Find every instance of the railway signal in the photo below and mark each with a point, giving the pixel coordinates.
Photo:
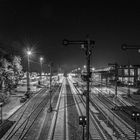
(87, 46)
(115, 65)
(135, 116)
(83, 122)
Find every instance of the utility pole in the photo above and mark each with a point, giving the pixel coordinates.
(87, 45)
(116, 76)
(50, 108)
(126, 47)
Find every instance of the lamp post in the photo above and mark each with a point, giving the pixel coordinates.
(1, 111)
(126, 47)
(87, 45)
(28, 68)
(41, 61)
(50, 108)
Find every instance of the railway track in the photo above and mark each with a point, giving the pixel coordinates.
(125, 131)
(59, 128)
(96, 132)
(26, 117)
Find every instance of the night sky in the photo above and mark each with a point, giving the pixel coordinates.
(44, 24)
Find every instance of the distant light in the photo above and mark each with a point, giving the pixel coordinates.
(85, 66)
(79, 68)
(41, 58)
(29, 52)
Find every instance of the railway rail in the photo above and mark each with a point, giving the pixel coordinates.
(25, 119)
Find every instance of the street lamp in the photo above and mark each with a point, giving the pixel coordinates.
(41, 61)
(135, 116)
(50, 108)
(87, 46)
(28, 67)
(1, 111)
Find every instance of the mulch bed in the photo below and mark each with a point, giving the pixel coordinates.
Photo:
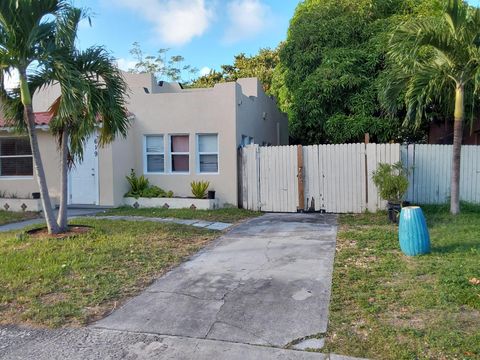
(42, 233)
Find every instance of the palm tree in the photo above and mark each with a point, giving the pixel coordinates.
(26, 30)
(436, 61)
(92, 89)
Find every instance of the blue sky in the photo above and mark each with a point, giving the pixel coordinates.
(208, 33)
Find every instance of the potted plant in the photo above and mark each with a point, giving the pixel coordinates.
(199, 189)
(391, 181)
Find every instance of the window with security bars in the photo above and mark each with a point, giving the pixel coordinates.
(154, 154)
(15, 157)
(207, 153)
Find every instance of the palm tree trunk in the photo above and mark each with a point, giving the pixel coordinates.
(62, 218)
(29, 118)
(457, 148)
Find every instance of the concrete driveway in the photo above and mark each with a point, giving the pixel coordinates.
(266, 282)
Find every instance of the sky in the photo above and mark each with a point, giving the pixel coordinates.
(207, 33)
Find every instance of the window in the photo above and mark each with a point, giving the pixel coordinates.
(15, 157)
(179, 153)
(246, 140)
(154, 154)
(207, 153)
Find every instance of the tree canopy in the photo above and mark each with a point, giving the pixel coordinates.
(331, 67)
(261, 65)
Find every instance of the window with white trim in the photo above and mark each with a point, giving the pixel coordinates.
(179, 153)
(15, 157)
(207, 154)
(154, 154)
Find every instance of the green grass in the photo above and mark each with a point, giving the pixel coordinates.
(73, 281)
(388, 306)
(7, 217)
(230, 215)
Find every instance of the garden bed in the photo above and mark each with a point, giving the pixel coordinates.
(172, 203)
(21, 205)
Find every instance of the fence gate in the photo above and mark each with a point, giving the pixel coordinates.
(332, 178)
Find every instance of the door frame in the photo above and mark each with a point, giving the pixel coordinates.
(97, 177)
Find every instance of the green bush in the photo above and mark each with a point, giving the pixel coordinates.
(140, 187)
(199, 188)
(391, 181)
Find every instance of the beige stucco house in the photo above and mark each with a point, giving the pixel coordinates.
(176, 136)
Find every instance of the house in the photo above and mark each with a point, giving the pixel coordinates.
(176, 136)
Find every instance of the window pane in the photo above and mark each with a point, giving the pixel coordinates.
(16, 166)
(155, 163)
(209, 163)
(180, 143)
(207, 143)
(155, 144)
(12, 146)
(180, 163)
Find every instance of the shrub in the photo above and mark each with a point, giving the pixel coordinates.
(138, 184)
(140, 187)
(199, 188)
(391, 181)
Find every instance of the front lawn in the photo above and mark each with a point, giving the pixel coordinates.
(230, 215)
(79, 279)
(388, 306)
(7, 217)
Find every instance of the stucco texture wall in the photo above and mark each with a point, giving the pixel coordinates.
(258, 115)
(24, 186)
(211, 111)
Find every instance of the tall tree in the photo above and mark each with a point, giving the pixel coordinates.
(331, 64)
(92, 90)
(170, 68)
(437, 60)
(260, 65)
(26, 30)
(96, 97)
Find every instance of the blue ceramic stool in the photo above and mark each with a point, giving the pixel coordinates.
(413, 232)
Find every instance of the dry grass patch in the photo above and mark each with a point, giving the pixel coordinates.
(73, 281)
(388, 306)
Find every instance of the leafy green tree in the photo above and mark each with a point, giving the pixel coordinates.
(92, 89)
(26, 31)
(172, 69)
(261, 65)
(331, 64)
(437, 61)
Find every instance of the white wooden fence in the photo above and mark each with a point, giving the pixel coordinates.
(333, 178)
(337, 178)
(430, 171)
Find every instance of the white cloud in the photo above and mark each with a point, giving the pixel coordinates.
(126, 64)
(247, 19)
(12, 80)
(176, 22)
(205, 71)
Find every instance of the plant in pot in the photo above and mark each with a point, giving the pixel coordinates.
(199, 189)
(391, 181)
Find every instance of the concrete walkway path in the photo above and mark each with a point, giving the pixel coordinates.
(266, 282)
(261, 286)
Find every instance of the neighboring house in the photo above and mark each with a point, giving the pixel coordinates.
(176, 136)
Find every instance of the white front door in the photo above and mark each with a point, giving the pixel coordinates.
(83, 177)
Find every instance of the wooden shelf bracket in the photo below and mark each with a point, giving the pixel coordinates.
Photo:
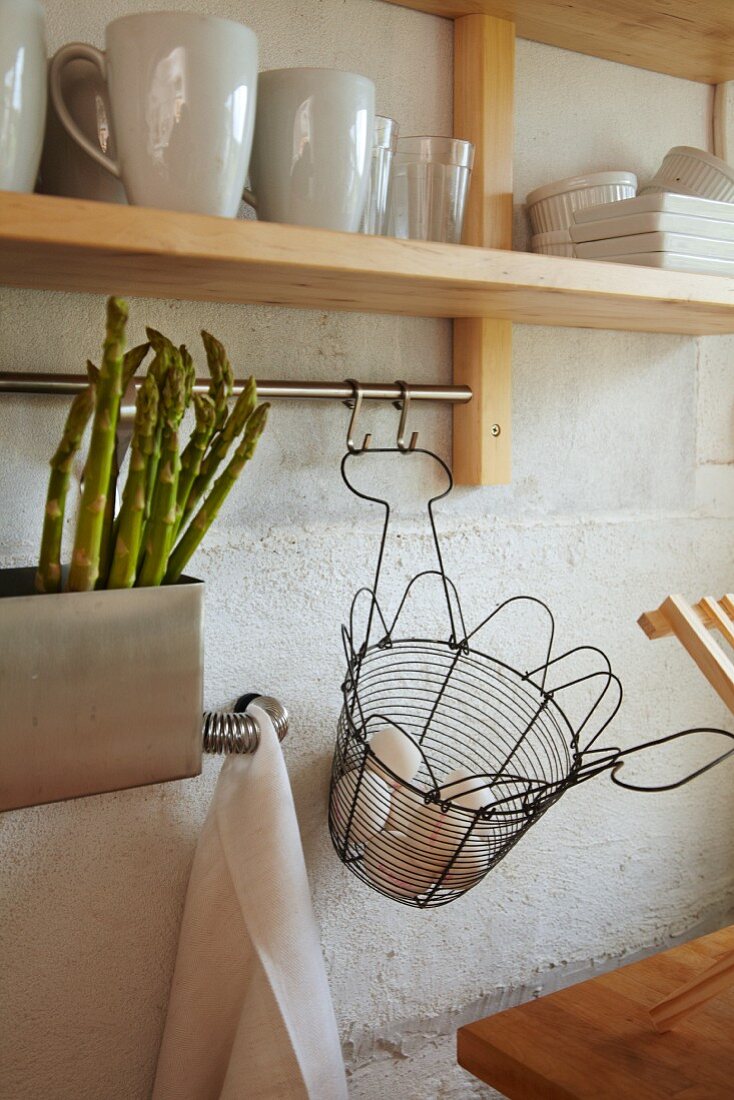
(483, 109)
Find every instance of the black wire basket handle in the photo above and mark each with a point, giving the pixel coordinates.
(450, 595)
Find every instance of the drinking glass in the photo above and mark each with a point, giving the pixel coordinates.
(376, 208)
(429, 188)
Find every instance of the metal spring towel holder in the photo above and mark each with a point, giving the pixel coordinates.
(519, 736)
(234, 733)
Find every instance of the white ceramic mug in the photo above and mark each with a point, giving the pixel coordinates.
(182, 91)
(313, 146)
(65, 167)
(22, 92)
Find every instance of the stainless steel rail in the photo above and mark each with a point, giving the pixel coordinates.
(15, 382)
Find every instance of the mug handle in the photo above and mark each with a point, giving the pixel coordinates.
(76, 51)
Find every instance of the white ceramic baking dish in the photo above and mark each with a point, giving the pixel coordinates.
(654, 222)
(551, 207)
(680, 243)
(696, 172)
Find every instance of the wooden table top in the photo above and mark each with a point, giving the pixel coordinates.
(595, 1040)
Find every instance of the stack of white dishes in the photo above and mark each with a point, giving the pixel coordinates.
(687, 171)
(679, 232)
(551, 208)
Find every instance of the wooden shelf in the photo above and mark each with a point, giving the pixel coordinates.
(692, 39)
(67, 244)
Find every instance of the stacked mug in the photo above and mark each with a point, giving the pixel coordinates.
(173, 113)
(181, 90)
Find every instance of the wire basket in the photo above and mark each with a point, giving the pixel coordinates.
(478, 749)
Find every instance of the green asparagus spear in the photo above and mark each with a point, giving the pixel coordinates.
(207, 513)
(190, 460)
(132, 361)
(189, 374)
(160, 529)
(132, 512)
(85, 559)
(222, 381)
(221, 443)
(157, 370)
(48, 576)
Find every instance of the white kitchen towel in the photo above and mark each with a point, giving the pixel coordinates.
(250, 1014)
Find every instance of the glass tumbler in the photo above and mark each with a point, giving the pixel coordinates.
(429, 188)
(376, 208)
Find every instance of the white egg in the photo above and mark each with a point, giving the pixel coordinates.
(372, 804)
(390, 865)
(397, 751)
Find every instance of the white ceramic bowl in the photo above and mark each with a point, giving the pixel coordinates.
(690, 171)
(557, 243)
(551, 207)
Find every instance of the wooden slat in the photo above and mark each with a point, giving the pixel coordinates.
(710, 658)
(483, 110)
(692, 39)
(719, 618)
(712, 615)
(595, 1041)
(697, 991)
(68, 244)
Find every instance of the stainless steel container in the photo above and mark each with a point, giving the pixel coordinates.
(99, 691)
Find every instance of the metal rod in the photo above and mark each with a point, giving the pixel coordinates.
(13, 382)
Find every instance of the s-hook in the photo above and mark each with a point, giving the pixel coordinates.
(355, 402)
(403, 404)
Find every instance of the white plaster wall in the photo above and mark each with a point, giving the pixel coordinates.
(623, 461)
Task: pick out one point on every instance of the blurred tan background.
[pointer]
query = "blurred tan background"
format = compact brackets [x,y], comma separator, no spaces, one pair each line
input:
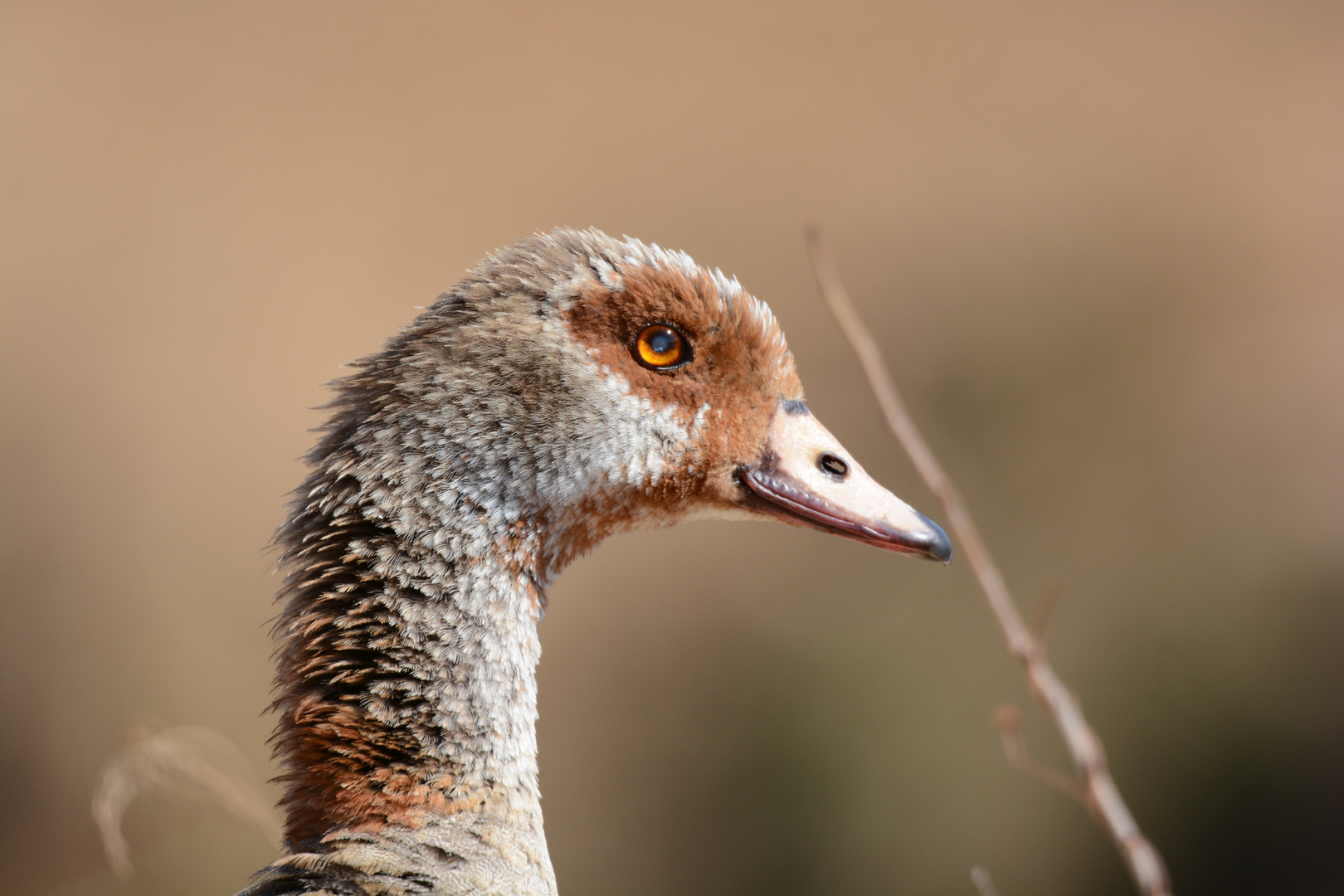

#### [Exercise requirements]
Where a line above holds the string "background", copy that line.

#### [Solution to this task]
Task: pick out one point on every instance of the blurred tan background.
query = "blurred tan background"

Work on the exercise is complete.